** Text excerpt follows **

What did China’s latest National People’s Council tell us about Beijing’s stance on Taiwan?
Earlier this month, Beijing hosted two sessions of the National People’s Congress (NPC) and the Chinese People’s Political Consultative Conference.
The sessions involve a public declaration of China’s political, economic, and social policy objectives, which form part of the regime’s five-year plan.
This year’s gathering involved the passing of a new law, which empowers a Beijing-backed committee to vet candidates seeking public office in Hong Kong.
The law permits the committee to directly appoint the city's legislative councillors, diminishing the power of the voting public.
The law received unanimous support from the NPC and was welcomed by Hong Kong's Chief Executive Carrie Lam, who claimed it would ensure "unpatriotic" citizens are not elected to public office.
In contrast, Western democracies, including Australia, joined pro-democracy advocates within Hong Kong in condemning the new law, which some fear may signal an end to Beijing’s commitment to a ‘One China, Two Systems’ model.
However, despite using this year’s sessions to publicly exert its influence over Hong Kong, Beijing was virtually silent on Taiwan.
Mark Harrison, senior lecturer at the University of Tasmania, noted that references to the island nation were “mostly standard” for PRC statements on Taiwan over recent years.
This is despite the recent ramp up in tensions, with the PLA repeatedly flying military jets over Taiwan’s air defence authorisation zone (ADIZ).
“That the two sessions offered established positions on Taiwan says that Beijing hasn’t made fundamental changes to its Taiwan policy but for now is still working within the existing framework,” Harrison writes in a piece published by the Australian Strategic Policy Institute (ASPI).
“By way of comparison, the NPC has in the past signalled sharp changes in Taiwan policy.”
As such, Harrison believes the absence of public statements on Taiwan suggests recent military tensions are a “tactical move within the existing framework” rather than a “fundamental strategic shift or CCP ideological reassessment”.
But Harrison warns that this does not reduce the likelihood of a crisis, noting key omissions in Premier Li Keqiang’s address.

** End of Text excerpt **

**Apply what you read:**
1. Extract the part of the article on Beijing's stance toward Taiwan that starts at the words "What did China’s" and ends after the words "regime’s five-year plan.", copying it word for word.
2. Please extend the article on Beijing's stance toward Taiwan, continuing on from its final sentence.

** Supplied material follows **

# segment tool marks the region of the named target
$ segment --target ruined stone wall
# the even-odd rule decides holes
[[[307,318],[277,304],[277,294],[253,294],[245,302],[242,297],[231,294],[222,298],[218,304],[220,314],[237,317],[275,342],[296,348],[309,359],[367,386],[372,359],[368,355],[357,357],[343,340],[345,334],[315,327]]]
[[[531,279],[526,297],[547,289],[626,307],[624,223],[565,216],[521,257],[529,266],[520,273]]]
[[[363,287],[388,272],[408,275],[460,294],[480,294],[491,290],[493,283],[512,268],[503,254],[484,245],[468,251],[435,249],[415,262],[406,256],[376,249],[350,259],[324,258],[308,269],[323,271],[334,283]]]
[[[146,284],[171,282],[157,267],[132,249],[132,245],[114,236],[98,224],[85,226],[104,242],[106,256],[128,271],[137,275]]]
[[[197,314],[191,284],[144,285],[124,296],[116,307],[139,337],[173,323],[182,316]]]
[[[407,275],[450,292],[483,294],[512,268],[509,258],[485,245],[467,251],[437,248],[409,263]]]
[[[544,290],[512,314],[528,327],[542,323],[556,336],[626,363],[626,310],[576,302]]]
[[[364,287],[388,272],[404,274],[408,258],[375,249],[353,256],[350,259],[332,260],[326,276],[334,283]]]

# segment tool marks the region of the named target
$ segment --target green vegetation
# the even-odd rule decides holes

** End of Supplied material **

**Responses in order:**
1.
What did China’s latest National People’s Council tell us about Beijing’s stance on Taiwan?
Earlier this month, Beijing hosted two sessions of the National People’s Congress (NPC) and the Chinese People’s Political Consultative Conference.
The sessions involve a public declaration of China’s political, economic, and social policy objectives, which form part of the regime’s five-year plan.

2.
“Within the core positions, there were pointers on the ideological structure of PRC Taiwan policy that suggested vectors of escalation,” he continues.
“It was notable that Li didn’t include a reference to ‘one country, two systems’ as Beijing’s formula for Taiwan’s future, especially since the 2019 speech President Xi Jinping gave for the 40th anniversary of the Message to compatriots in Taiwan made much of ‘one country, two systems’.
“Clearly, events in Hong Kong and Beijing’s response to them, including at this year’s NPC, call into question the meaning and use of the term, but Li did still apply it to Hong Kong, so it might be premature to say that it has been formally abandoned.”
Harrison also references remarks from PLA spokesman Wu Qian, who warned Taipei “separatists” not to “borrow strength from foreign forces”.
“These phrases are not unprecedented, but they could be used as a pretext for military action against Taiwan if Beijing were to claim that such activities had become an existential threat to ‘reunification’ and therefore to the task of the ‘great rejuvenation of the Chinese nation’,” the analyst continues.
Harrison adds that the two sessions showed no signs of compromise within the existing framework.
“Beijing remains unwilling to reach out to Taiwan’s elected government under [Tsai Ing Wen] and has not matched claims of ‘exchanges, cooperation and integrated development’ with reduced military activity in the Taiwan Strait,” he writes.
“The ideological and policy framework put in place in 1979 has failed to realise Beijing’s goals for more than 40 years, and this has created structural tension in the PRC’s Taiwan policy architecture.
“The lack of compromise is symptomatic of a system with limited mechanisms for thoroughgoing policy reassessments and an ideological belief that policy failure is a reflection only of a lack of commitment, not of a policy being in any way wrong.”
Harrison concludes by stressing the importance of international efforts to deter Chinese aggression, noting naval transits by the United States and its allies through the Taiwan Strait.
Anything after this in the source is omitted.